▶ **TEXTAUSZUG**:
Erbscheine ohne Erbquoten seit dem 17.08.2015 möglich (§ 352a Abs. 2 S. 2 FamFG)

von Dr. Claus-Henrik Horn, veröffentlicht am 23.01.2016
Rechtsgebiete: ErbscheinErbrecht|16818 Aufrufe

Die Überführung von verfahrensrechtlichen Vorschriften aus dem BGB in das FamFG brachte zum 17.08.2015 die Option, dass in einem Erbscheinsantrag keine Erbquoten ausgewiesen sein müssen (§ 352a Abs. 2 S. 2 FamFG). Hierzu müssen „alle Antragsteller“ auf die Aufnahme der Erbteile in dem Erbschein verzichten. Dieser Verzicht ist gegenüber dem Nachlassgericht zu erklären, sodass ein Verzicht gegenüber den Miterben nicht ausreichend ist (BeckOK FamFG/Schlögel § 352a Rn. 3).

Nach neuem Recht ist die Einziehung eines Erbscheins ohne Erbquoten nicht mehr möglich; dieser ist schließlich nicht unrichtig geworden (§ 2361 BGB). Früher ließ die Rechtsprechung vereinzelt einen vorläufigen Erbschein ohne Quote zu, der aber nach Erteilung des endgültigen Erbscheines eingezogen wurde (Lange/Kuchinke § 39 Abs. 4 Rn. 1549; MüKoBGB/J. Mayer § 2357 Rn. 16). Jedoch wird der quotenlose Erbschein jetzt nicht mehr nur vorläufig erlassen.

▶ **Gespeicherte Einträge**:
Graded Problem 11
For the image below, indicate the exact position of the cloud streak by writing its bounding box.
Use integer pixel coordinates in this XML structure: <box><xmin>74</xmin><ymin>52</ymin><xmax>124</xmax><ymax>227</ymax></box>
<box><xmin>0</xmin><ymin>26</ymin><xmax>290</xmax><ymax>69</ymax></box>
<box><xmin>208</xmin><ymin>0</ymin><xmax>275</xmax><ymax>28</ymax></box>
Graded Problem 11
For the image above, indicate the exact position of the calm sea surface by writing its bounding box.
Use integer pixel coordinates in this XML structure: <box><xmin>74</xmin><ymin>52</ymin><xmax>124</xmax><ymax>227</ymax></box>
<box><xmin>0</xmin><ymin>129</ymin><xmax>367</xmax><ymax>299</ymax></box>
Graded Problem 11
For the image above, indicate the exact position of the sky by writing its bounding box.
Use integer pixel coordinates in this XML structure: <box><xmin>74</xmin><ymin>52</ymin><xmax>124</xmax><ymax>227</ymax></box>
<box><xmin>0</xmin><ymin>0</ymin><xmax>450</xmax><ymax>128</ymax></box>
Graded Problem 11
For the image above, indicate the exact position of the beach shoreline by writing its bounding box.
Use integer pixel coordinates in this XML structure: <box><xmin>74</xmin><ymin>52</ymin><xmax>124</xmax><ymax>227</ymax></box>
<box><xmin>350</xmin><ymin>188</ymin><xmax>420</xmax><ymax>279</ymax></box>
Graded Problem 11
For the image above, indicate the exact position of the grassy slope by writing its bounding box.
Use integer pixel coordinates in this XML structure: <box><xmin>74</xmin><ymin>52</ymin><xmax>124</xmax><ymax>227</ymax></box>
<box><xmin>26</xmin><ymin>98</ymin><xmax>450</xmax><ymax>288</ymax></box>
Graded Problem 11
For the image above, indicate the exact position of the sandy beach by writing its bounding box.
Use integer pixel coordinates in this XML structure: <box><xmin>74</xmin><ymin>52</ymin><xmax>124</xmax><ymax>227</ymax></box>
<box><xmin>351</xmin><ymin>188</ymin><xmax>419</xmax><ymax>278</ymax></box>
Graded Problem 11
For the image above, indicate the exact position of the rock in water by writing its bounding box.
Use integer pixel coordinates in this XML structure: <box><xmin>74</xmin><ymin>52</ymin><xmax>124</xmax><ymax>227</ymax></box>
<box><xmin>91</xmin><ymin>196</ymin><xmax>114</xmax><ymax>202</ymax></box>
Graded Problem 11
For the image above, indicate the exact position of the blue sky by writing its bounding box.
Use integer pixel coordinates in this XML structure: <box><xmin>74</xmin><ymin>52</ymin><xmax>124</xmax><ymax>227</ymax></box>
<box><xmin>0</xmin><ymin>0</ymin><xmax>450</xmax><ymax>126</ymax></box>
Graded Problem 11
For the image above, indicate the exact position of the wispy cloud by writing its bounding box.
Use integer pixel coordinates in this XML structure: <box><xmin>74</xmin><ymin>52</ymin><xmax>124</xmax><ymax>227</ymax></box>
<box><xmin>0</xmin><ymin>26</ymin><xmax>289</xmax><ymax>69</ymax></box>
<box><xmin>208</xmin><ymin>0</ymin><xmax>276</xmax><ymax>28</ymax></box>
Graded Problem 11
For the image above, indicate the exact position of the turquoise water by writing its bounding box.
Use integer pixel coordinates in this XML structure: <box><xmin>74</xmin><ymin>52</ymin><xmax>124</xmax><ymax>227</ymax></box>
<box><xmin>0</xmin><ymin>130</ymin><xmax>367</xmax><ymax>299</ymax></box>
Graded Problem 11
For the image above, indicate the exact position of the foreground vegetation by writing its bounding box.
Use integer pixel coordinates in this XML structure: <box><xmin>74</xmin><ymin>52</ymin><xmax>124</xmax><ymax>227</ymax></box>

▶ **ÜBUNGSAUFGABEN**:
• 1. Ab welchem Datum ist laut dem Beitrag zum Erbschein ohne Erbquoten ein Erbschein ohne Angabe der Erbquoten möglich?
• 2. Warum kann ein Erbschein ohne Erbquoten nach neuem Recht nicht mehr eingezogen werden? Stützen Sie sich dabei auf den Beitrag zum Erbschein ohne Erbquoten.
• 3. Schreiben Sie bitte den Beitrag zum Erbschein ohne Erbquoten nach seinem letzten Satz weiter.
Die Einträge spielen hierfür keine Rolle.

▶ **LÖSUNGEN**:
• 1. Seit dem 17.08.2015.

• 2. Ein Erbschein ohne Erbquoten ist nicht unrichtig geworden (§ 2361 BGB). Deshalb ist seine Einziehung nach neuem Recht nicht mehr möglich.

• 3.
Zimmermann zufolge ist in solchen Konstellationen ein Antrag auf Ergänzung des alten quotenlosen Erbscheins statthaft (ZEV 2015, 520, 522). Daher hält er auf Antrag aller oder sogar nur einzelner Miterben eine Ergänzung des Erbscheins um die Erbquoten für zulässig. Neue Gerichtsgebühren würden nicht entstehen, da diese durch die für den quotenlosen Erbschein bereits angefallene Verfahrensgebühr abgegolten sind (Nr. 12210 KV GNotKG). Sollte eine Ergänzung des Erbscheins unzulässig sein, hätten die Miterben eine Erbenfeststellungsklage zu erheben (§ 256 ZPO).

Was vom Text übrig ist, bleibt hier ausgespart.